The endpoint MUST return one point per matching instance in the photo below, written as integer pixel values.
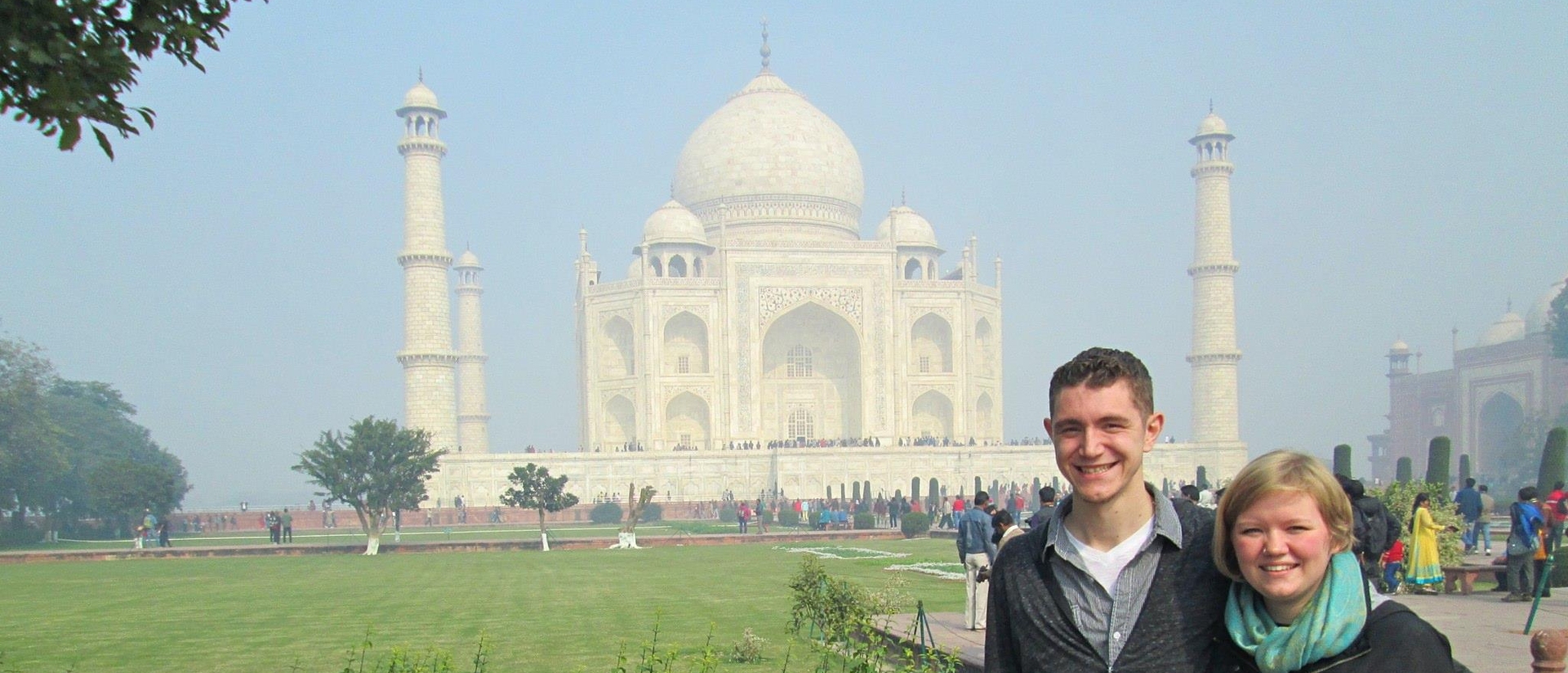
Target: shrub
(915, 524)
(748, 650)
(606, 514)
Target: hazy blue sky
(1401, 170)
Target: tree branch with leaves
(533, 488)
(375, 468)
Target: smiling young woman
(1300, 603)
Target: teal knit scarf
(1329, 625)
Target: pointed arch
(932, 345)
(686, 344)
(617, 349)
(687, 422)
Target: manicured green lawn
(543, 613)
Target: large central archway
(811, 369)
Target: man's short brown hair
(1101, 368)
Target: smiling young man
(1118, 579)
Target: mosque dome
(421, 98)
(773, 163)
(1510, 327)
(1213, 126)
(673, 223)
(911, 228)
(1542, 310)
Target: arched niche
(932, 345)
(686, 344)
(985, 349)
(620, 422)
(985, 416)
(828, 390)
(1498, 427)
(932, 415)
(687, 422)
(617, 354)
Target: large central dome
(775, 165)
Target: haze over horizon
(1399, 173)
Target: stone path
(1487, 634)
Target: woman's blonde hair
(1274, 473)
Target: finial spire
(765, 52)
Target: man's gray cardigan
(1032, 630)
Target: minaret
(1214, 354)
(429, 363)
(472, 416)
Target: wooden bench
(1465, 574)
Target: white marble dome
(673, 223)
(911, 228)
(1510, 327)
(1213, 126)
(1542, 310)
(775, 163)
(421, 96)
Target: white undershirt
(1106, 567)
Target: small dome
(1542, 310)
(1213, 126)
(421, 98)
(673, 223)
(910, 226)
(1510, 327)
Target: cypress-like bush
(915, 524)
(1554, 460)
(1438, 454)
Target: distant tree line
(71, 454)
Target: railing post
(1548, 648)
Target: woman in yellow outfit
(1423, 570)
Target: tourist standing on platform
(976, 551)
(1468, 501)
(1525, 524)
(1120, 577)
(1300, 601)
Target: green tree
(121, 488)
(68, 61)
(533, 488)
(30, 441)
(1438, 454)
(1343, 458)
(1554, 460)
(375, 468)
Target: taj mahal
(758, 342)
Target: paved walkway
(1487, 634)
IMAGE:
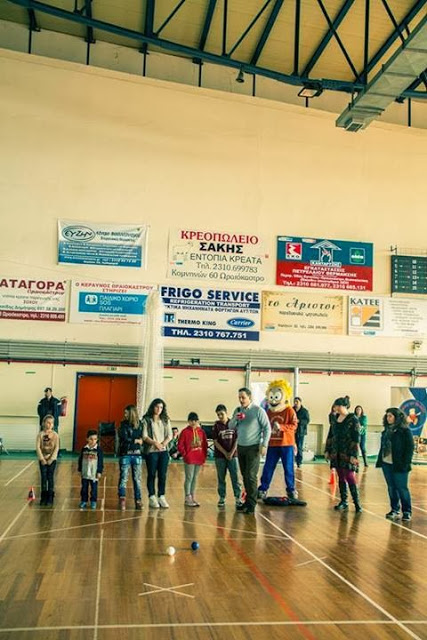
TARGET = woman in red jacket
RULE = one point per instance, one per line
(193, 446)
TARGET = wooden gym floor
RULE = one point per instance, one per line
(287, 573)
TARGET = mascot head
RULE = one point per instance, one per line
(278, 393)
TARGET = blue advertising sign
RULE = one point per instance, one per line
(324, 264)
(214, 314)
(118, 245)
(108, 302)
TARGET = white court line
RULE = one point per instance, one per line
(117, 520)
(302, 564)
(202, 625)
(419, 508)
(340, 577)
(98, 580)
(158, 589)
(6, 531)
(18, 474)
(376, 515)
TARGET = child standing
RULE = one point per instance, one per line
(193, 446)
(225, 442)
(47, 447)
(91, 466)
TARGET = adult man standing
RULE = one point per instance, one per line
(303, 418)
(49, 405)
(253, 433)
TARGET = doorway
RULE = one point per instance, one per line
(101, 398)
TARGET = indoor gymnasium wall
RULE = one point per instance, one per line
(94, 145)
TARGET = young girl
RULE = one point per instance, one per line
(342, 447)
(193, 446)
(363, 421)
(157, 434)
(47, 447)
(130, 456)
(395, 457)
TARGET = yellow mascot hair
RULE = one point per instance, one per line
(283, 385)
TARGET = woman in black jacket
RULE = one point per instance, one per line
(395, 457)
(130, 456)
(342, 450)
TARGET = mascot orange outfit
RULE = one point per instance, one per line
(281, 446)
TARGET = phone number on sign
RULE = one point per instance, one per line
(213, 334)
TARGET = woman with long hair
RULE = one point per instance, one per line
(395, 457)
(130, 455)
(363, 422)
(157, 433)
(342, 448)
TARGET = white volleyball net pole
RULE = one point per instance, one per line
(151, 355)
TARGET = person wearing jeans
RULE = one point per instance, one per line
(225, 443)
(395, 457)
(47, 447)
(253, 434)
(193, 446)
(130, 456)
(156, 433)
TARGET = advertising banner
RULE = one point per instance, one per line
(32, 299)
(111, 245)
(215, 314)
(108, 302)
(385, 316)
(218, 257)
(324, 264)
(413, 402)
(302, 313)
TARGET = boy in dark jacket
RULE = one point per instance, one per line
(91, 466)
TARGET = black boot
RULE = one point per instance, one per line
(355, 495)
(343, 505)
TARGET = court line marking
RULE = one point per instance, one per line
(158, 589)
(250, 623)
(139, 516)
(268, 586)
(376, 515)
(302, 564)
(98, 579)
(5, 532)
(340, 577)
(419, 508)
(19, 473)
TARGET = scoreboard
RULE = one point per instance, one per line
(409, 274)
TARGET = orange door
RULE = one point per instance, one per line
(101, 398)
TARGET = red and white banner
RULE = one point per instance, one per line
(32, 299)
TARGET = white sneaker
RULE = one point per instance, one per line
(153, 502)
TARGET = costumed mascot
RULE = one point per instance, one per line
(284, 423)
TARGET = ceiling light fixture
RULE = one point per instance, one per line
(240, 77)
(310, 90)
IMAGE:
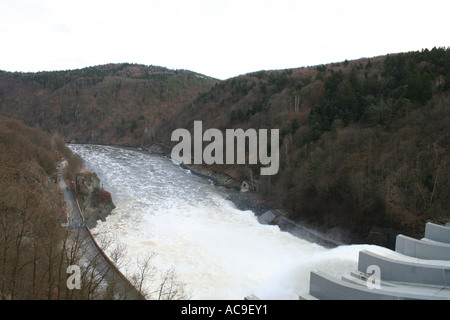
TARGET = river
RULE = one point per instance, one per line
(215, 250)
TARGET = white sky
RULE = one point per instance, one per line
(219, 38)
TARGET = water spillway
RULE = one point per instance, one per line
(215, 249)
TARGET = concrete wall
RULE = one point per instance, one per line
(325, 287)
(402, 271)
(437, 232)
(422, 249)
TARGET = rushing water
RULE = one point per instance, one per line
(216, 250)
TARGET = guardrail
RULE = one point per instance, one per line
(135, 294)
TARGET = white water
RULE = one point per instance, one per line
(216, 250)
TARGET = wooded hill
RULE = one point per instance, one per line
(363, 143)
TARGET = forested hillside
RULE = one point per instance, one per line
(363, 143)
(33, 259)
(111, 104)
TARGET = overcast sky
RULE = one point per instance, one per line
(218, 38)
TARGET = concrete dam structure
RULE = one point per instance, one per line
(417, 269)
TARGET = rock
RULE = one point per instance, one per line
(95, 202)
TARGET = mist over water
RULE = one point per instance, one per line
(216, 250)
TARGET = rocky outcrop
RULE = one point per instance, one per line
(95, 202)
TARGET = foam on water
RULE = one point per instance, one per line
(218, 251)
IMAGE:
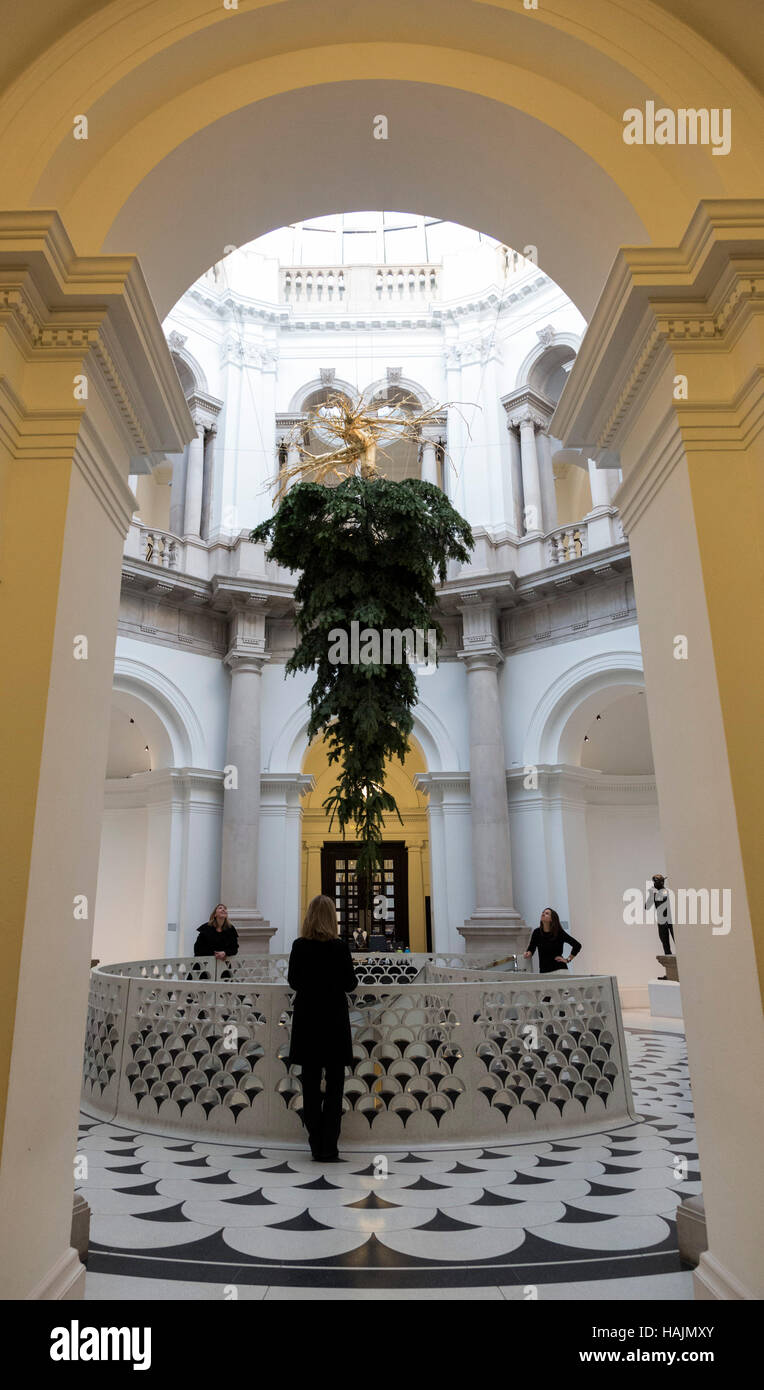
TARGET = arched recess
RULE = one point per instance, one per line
:::::
◆ **Stated goal**
Your task is to transcribe all of the records precisely, with no images included.

◆ **Answer to the task**
The endpoint MUST return one point per matching instance in the photo below, written as integer pixel values.
Target: shrub
(915, 524)
(748, 650)
(606, 514)
Target: hazy blue sky
(1401, 170)
Target: tree branch with leaves
(533, 488)
(375, 468)
Target: smiling young woman
(1300, 603)
Target: teal knit scarf
(1329, 625)
Target: pointed arch
(932, 345)
(686, 344)
(617, 349)
(687, 422)
Target: manicured green lawn
(543, 613)
Target: large central archway
(811, 369)
Target: man's short brown hair
(1101, 368)
Target: smiling young man
(1118, 579)
Target: mosque dome
(421, 98)
(773, 163)
(1510, 327)
(1213, 126)
(673, 223)
(911, 228)
(1542, 310)
Target: arched niche
(932, 345)
(686, 344)
(985, 349)
(620, 422)
(985, 416)
(828, 390)
(1498, 427)
(932, 415)
(687, 422)
(617, 354)
Target: large central dome
(775, 165)
Target: haze over horizon
(1399, 173)
Target: stone path
(1487, 634)
Target: woman's blonde hair
(1274, 473)
Target: finial spire
(765, 52)
Target: man's gray cardigan
(1032, 630)
Target: minaret
(1214, 354)
(429, 363)
(472, 416)
Target: wooden bench
(1465, 574)
Target: white marble dome
(673, 223)
(911, 228)
(1510, 327)
(1213, 126)
(1542, 310)
(775, 163)
(421, 96)
Target: white undershirt
(1106, 567)
Target: small dome
(1542, 310)
(1213, 126)
(421, 98)
(673, 223)
(910, 226)
(1510, 327)
Target: cypress-like bush
(915, 524)
(1554, 460)
(1438, 454)
Target: distant tree line
(71, 454)
Target: railing post
(1548, 648)
Target: woman in yellow outfit
(1423, 570)
Target: tourist standing on platform
(976, 551)
(1468, 501)
(1525, 524)
(1120, 577)
(1300, 601)
Target: green tree
(121, 488)
(68, 61)
(533, 488)
(30, 441)
(1438, 454)
(1343, 458)
(1554, 460)
(375, 468)
Target: taj mahal
(758, 342)
Target: paved walkway
(1487, 634)
IMAGE:
TARGET = woman in red jacket
RULE = one point per instance, one per line
(193, 446)
TARGET = wooden gym floor
RULE = one point per instance, one per line
(287, 573)
TARGET = mascot head
RULE = one point per instance, one per line
(278, 393)
TARGET = blue advertising sign
RULE = one point per instance, one per line
(324, 264)
(214, 314)
(118, 245)
(108, 302)
TARGET = white court line
RULE = one point per instance, one per line
(117, 520)
(302, 564)
(202, 625)
(419, 508)
(340, 577)
(98, 580)
(158, 589)
(6, 531)
(18, 474)
(376, 515)
TARGET = child standing
RULE = one point per instance, one per line
(193, 446)
(225, 442)
(47, 447)
(91, 466)
TARGET = adult man standing
RULE = one point per instance, one per line
(303, 418)
(49, 405)
(253, 433)
TARGET = doorway
RULE = one point per instance, one per line
(101, 398)
TARGET = indoor gymnasium wall
RULE = one point per instance, one per line
(94, 145)
TARGET = young girl
RULE = one point per instance, one per line
(342, 447)
(193, 446)
(363, 421)
(157, 434)
(47, 447)
(130, 456)
(395, 457)
TARGET = yellow mascot hair
RULE = one point per instance, one per line
(283, 385)
TARGET = woman in black jacket
RULE = one point per instance, one per line
(395, 457)
(130, 456)
(342, 450)
TARGET = mascot orange outfit
RULE = one point per instance, one per line
(281, 446)
TARGET = phone number on sign
RULE = one point per instance, one per line
(213, 334)
TARGET = woman with long hair
RULE = one point per instance, one per line
(395, 457)
(130, 455)
(363, 422)
(157, 433)
(342, 448)
TARGET = white volleyball net pole
RULE = one point per instance, one per line
(151, 355)
TARGET = person wearing jeans
RULE = one point per instance, one per line
(225, 443)
(395, 457)
(47, 447)
(253, 434)
(193, 446)
(130, 456)
(156, 433)
TARGET = advertising banner
RULE = one point per instance, one per line
(32, 299)
(111, 245)
(215, 314)
(108, 302)
(385, 316)
(218, 257)
(324, 264)
(413, 402)
(302, 313)
TARGET = boy in dark jacket
RULE = one point per instance, one per line
(91, 466)
TARGET = black boot
RULE = one point per instance, one per line
(355, 495)
(343, 505)
TARGET = court line marking
RULE = one point per instance, one per line
(158, 589)
(250, 623)
(139, 516)
(268, 586)
(376, 515)
(302, 564)
(98, 579)
(5, 532)
(340, 577)
(419, 508)
(19, 473)
TARGET = scoreboard
RULE = one point per instance, one per line
(409, 274)
TARGET = orange door
RULE = one point per instance, one per line
(101, 398)
TARGET = red and white banner
RULE = one point per instance, one per line
(32, 299)
TARGET = white sneaker
RULE = one point per instance, one per line
(153, 502)
TARGET = costumed mascot
RULE = one point per instance, one per line
(284, 423)
TARGET = ceiling light fixture
RULE = one point per instance, one per line
(240, 77)
(310, 90)
IMAGE:
TARGET = river
RULE = one point per instance, one per line
(215, 250)
TARGET = white sky
RULE = one point per instance, one per line
(219, 38)
TARGET = water spillway
RULE = one point per instance, one per line
(215, 249)
TARGET = concrete wall
RULE = one point per instance, one per line
(325, 287)
(402, 271)
(437, 232)
(422, 249)
TARGET = rushing water
RULE = one point per instance, one per line
(216, 250)
TARGET = guardrail
RULE = one point per instance, one per line
(135, 294)
TARGET = white water
RULE = one point per instance, one per line
(216, 250)
TARGET = wooded hill
RULE = one point per instance, one per line
(363, 143)
TARGET = forested hillside
RULE = one point per instance, one per line
(363, 143)
(33, 259)
(111, 104)
TARGET = overcast sky
RULE = one point per instance, one per line
(218, 38)
TARGET = concrete dam structure
RULE = one point per instance, one per line
(417, 269)
TARGET = rock
RULE = one point per instance, one per line
(95, 202)
TARGET = mist over water
RULE = one point per instance, one per line
(216, 250)
TARGET = rocky outcrop
RULE = one point per instance, one per line
(95, 202)
TARGET = foam on water
RULE = one point per instance, one per line
(218, 251)
IMAGE:
TARGET = arched recess
RULE = one point per instance, one per line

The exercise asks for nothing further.